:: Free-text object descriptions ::
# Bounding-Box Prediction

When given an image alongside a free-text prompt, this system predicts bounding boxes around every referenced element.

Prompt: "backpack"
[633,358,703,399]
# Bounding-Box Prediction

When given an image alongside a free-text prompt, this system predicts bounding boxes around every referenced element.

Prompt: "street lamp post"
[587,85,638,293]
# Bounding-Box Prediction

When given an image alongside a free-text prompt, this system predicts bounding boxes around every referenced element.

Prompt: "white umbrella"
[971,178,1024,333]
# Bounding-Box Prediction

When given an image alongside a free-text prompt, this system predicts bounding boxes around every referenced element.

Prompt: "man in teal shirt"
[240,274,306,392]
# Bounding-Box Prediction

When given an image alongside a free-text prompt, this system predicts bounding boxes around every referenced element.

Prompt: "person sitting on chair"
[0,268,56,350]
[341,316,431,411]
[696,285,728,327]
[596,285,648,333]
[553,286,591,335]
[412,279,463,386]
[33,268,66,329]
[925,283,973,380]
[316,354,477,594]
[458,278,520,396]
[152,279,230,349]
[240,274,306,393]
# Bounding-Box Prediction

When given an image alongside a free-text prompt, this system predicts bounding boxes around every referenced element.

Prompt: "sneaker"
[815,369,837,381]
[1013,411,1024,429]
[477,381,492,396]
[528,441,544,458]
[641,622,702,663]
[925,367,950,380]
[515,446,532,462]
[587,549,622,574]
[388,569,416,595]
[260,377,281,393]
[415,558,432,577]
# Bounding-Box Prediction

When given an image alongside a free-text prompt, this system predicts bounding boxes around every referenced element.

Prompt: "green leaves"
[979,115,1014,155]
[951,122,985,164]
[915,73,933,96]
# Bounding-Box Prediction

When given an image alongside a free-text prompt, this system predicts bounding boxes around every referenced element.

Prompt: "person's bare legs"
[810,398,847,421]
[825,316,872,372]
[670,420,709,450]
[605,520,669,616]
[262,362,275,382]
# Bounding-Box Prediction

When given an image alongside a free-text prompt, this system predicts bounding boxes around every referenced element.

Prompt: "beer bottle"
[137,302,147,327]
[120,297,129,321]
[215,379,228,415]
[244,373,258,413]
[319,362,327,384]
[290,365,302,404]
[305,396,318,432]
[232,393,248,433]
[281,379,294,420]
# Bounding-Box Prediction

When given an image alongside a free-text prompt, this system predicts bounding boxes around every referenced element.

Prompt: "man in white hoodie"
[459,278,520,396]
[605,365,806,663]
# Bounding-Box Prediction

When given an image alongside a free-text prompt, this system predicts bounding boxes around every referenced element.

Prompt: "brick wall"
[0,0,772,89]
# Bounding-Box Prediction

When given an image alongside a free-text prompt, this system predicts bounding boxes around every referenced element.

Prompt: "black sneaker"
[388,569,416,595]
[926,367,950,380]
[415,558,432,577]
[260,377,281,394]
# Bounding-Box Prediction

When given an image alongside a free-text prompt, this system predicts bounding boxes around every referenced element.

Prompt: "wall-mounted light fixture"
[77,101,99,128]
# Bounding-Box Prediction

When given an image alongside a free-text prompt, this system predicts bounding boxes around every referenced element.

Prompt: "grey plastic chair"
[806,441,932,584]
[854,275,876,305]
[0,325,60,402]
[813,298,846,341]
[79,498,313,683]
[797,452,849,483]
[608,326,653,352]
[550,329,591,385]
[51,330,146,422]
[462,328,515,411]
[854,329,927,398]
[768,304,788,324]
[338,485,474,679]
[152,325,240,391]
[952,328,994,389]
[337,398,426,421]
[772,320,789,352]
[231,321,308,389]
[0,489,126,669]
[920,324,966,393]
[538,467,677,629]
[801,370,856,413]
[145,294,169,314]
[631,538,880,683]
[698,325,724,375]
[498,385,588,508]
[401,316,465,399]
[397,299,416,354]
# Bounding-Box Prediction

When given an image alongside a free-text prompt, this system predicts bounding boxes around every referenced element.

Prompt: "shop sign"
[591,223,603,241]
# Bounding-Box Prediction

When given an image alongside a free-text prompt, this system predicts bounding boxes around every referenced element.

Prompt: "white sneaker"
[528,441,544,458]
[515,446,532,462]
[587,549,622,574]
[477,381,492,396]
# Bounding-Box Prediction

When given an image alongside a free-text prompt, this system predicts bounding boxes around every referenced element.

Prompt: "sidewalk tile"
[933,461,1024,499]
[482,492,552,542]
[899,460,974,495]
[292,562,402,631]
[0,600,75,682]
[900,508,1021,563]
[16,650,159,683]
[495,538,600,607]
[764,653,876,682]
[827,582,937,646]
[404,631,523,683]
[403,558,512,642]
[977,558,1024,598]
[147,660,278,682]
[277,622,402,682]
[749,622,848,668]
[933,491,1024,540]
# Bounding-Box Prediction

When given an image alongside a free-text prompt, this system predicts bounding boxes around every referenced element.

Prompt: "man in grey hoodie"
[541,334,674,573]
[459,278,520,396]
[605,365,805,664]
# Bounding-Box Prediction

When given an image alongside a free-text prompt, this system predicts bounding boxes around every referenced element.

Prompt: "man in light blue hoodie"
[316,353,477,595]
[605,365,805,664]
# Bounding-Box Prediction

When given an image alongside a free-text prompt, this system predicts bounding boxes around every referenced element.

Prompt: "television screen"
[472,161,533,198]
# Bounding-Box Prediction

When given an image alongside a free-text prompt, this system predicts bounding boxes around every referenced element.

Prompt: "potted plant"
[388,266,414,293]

:: YOUR ASSIGNMENT ::
Could you repeat every record above exactly as it is written?

:: SOLUTION ::
# Bounding-Box Prediction

When given an image alongside a free-text prompt, this system predicts bounding boxes around every referenced element.

Prompt: "backpack"
[633,358,703,399]
# Bounding-Box Prediction

When given an image alongside a free-text prompt, this system predicts bounding boxes around every referenced element.

Prompt: "street lamp post"
[587,85,638,293]
# Bounding-Box Prediction

When given an image alongside a free-text prompt, this system predicts bounding boxes around every referenced element.

Prompt: "white umbrella"
[971,178,1024,333]
# Bounding-Box Prediction

When given an image alongside a free-text prompt, this system predicts bounding boxes around every referenced element.

Prompt: "man in teal shirt"
[240,274,306,392]
# Bounding-Box Prediction

When given an image alongside a free-text prompt, this system predicts bounding boxes around every referenced element.

Prompt: "person sitting on chair"
[0,268,56,350]
[341,316,431,411]
[696,285,728,327]
[596,285,648,333]
[553,286,591,335]
[412,279,463,386]
[33,268,66,329]
[925,283,973,380]
[316,354,477,594]
[458,278,520,396]
[152,279,230,349]
[240,274,306,393]
# Bounding-Box Prediction

When given an image alongside a free-text prompt, this system predicts bounding boxes around every referenced element.

Prompt: "sneaker"
[815,369,837,381]
[1013,411,1024,429]
[477,381,492,396]
[528,441,544,458]
[641,622,702,663]
[925,367,950,380]
[515,446,532,462]
[587,549,622,574]
[388,569,416,595]
[260,377,281,393]
[415,558,432,577]
# Bounding-Box Prediction

When given an image alongside a free-text prompt, this system predicts bounding boxes around every referenced element.

Prompt: "green leaves"
[979,115,1014,155]
[951,122,985,164]
[915,73,933,96]
# Bounding-Box Prediction

When given an image alongside a free-text prompt, this system predicts bounding boxes around every referenced element.

Prompt: "person's bare legs"
[810,398,847,421]
[825,316,872,372]
[670,420,709,450]
[605,520,669,616]
[262,362,275,382]
# Bounding-Box Prediction

When given an image alongside a free-text prompt, this system predicts bounding boxes around every referenced element.

Prompt: "beer bottle"
[137,302,147,327]
[120,297,129,321]
[215,379,228,415]
[244,373,258,413]
[319,362,327,384]
[290,365,302,404]
[305,396,318,432]
[232,393,248,433]
[281,379,294,420]
# Bounding-Box Prediction

When given an image alongside a free-text prompt, this system predicts bounding boxes around every referenced element.

Prompt: "man in white hoodie"
[459,278,520,396]
[605,365,806,663]
# Bounding-Box Prediction

When given an image alongside a free-text prompt, this system predicts bounding boxes around every referenced element.

Prompt: "brick wall"
[0,0,772,89]
# Bounding-Box Prediction

When given an image alongside a free-text prompt, this system predicts bounding boxes around every referenced element.

Prompt: "black sneaker"
[388,569,416,595]
[926,367,950,380]
[415,558,432,577]
[260,377,281,394]
# Bounding-Box Prediction

When given an image alongside a free-text prompt, this system predicts bounding boxes around every referenced element.

Prompt: "wall-mounted light fixture"
[77,101,99,128]
# Bounding-Box Prediction

When given an image alongside a free-text prompt, this system predicts bounding boxes around every referenced element.

Prompt: "grey plastic chair"
[806,441,932,584]
[854,275,876,305]
[0,325,60,402]
[813,298,846,341]
[79,498,313,683]
[797,452,849,483]
[608,326,653,352]
[550,329,591,385]
[51,330,146,422]
[462,328,515,411]
[854,329,927,398]
[768,304,788,324]
[338,485,474,679]
[152,325,240,391]
[952,328,994,389]
[337,398,426,421]
[772,320,789,352]
[231,321,308,389]
[0,489,126,669]
[920,324,966,393]
[538,467,677,629]
[801,370,856,413]
[145,294,169,314]
[631,538,880,683]
[698,325,724,375]
[498,385,588,508]
[401,316,465,399]
[397,299,416,354]
# Bounding-Box Prediction

When given an image alongside a free-text prompt, this system predicts bounding boxes around every referenced element.

Prompt: "shop sign"
[591,223,603,241]
# Bounding-Box Prediction

When given an image alongside a free-text prompt, this system predicts bounding boxes around every referenced element.

Prompt: "white sneaker"
[528,441,544,458]
[515,446,532,462]
[587,549,622,574]
[477,381,492,396]
# Bounding-Box Prediction

When given an image alongside a free-text prompt, this system predicts bounding boxes around every referenced element.

Prompt: "sidewalk tile"
[933,461,1024,499]
[482,492,552,542]
[899,460,974,495]
[292,562,402,631]
[0,600,75,682]
[900,508,1021,563]
[16,650,159,683]
[495,538,600,607]
[764,653,876,682]
[827,582,937,646]
[404,631,523,683]
[403,558,512,642]
[977,558,1024,598]
[147,660,278,682]
[277,622,402,682]
[749,622,848,668]
[933,491,1024,540]
# Bounding-Box Prediction

When given an image alongside a free-text prompt, this system predicts bounding boxes around every referenced element.

Prompt: "man in grey hoodie"
[541,334,674,573]
[459,278,520,396]
[605,365,805,664]
# Bounding-Box Prediction

When given an image alongside a free-text prompt, this system predicts bounding boxes around every referenced element.

Prompt: "man in light blue hoodie"
[316,353,477,595]
[605,365,805,664]
# Bounding-Box Prediction

When given an image alongside a free-text prompt, this system predicts bounding boxes around every referenced element.

Prompt: "television screen"
[472,161,533,198]
# Bounding-Box Prediction

When given an image alongside a free-text prompt, this system predicts bounding boxes around every referenced element.

Prompt: "potted plant"
[388,266,414,293]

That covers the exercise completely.